TO DO: Beneath this task is a listing; retype all of it exactly.

INPUT ROWS:

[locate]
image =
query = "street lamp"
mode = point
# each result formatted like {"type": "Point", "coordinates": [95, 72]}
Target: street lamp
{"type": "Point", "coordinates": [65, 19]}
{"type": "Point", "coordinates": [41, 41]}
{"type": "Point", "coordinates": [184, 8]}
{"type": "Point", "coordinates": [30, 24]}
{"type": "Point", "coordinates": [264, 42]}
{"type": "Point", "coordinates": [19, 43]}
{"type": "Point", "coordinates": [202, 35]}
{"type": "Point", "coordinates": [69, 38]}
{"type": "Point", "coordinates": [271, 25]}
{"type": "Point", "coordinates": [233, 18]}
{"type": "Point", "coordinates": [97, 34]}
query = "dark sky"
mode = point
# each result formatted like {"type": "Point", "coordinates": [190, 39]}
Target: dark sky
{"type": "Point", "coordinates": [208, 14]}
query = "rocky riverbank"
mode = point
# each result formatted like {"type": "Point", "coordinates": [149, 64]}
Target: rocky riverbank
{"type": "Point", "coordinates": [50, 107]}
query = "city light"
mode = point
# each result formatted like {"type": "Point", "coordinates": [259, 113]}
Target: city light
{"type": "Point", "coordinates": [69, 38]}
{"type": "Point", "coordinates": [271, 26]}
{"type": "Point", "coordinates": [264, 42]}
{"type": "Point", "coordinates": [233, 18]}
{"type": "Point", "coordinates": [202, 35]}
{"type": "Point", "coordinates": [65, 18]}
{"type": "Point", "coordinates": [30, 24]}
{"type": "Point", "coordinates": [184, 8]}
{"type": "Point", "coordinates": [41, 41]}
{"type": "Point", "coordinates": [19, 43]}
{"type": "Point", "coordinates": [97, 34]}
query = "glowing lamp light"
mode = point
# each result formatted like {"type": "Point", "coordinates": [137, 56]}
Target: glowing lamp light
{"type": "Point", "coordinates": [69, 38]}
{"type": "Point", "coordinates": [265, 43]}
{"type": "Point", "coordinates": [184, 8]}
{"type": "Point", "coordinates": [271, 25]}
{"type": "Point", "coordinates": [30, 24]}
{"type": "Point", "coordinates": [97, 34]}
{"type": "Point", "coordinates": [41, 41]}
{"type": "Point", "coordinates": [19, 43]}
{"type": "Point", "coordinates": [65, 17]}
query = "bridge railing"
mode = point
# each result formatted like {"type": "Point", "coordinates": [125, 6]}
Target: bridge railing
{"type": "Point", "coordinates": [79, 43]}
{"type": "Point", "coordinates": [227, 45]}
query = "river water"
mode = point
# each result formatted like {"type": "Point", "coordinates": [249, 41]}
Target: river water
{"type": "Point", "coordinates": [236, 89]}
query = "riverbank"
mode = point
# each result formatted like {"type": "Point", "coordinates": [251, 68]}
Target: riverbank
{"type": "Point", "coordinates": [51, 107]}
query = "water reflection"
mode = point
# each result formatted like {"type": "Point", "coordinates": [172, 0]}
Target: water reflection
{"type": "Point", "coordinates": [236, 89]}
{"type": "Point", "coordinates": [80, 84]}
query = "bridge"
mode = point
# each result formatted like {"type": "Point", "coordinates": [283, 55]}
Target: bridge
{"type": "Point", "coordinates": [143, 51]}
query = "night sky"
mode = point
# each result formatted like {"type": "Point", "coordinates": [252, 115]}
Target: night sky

EXPECTED ANSWER:
[locate]
image =
query = "street lamp"
mode = point
# each result formatted like {"type": "Point", "coordinates": [95, 72]}
Target: street lamp
{"type": "Point", "coordinates": [65, 19]}
{"type": "Point", "coordinates": [41, 41]}
{"type": "Point", "coordinates": [184, 8]}
{"type": "Point", "coordinates": [30, 24]}
{"type": "Point", "coordinates": [264, 42]}
{"type": "Point", "coordinates": [19, 43]}
{"type": "Point", "coordinates": [202, 35]}
{"type": "Point", "coordinates": [69, 38]}
{"type": "Point", "coordinates": [271, 25]}
{"type": "Point", "coordinates": [233, 18]}
{"type": "Point", "coordinates": [97, 34]}
query = "dark sky"
mode = point
# each result formatted like {"type": "Point", "coordinates": [190, 39]}
Target: dark sky
{"type": "Point", "coordinates": [208, 14]}
query = "rocky riverbank"
mode = point
# each result formatted like {"type": "Point", "coordinates": [149, 64]}
Target: rocky riverbank
{"type": "Point", "coordinates": [50, 107]}
query = "city light"
mode = point
# each result formatted like {"type": "Point", "coordinates": [259, 113]}
Target: city light
{"type": "Point", "coordinates": [69, 38]}
{"type": "Point", "coordinates": [271, 26]}
{"type": "Point", "coordinates": [264, 42]}
{"type": "Point", "coordinates": [233, 18]}
{"type": "Point", "coordinates": [202, 35]}
{"type": "Point", "coordinates": [65, 18]}
{"type": "Point", "coordinates": [30, 24]}
{"type": "Point", "coordinates": [184, 8]}
{"type": "Point", "coordinates": [41, 41]}
{"type": "Point", "coordinates": [19, 43]}
{"type": "Point", "coordinates": [97, 34]}
query = "glowing lamp light"
mode = point
# each result formatted like {"type": "Point", "coordinates": [137, 56]}
Target: glowing lamp light
{"type": "Point", "coordinates": [69, 38]}
{"type": "Point", "coordinates": [265, 43]}
{"type": "Point", "coordinates": [184, 8]}
{"type": "Point", "coordinates": [271, 25]}
{"type": "Point", "coordinates": [30, 24]}
{"type": "Point", "coordinates": [97, 34]}
{"type": "Point", "coordinates": [41, 41]}
{"type": "Point", "coordinates": [19, 43]}
{"type": "Point", "coordinates": [65, 17]}
query = "bridge railing"
mode = point
# each result formatted like {"type": "Point", "coordinates": [125, 6]}
Target: bridge railing
{"type": "Point", "coordinates": [79, 43]}
{"type": "Point", "coordinates": [227, 45]}
query = "river water"
mode = point
# each result formatted like {"type": "Point", "coordinates": [249, 41]}
Target: river water
{"type": "Point", "coordinates": [236, 89]}
query = "riverbank"
mode = point
# each result formatted like {"type": "Point", "coordinates": [251, 68]}
Target: riverbank
{"type": "Point", "coordinates": [51, 107]}
query = "water reflection"
mode = point
# each result formatted like {"type": "Point", "coordinates": [172, 0]}
Target: water reflection
{"type": "Point", "coordinates": [236, 89]}
{"type": "Point", "coordinates": [80, 84]}
query = "bridge"
mode = point
# each result formatted like {"type": "Point", "coordinates": [283, 55]}
Target: bridge
{"type": "Point", "coordinates": [143, 51]}
query = "night sky"
mode = point
# each result formatted like {"type": "Point", "coordinates": [252, 115]}
Target: night sky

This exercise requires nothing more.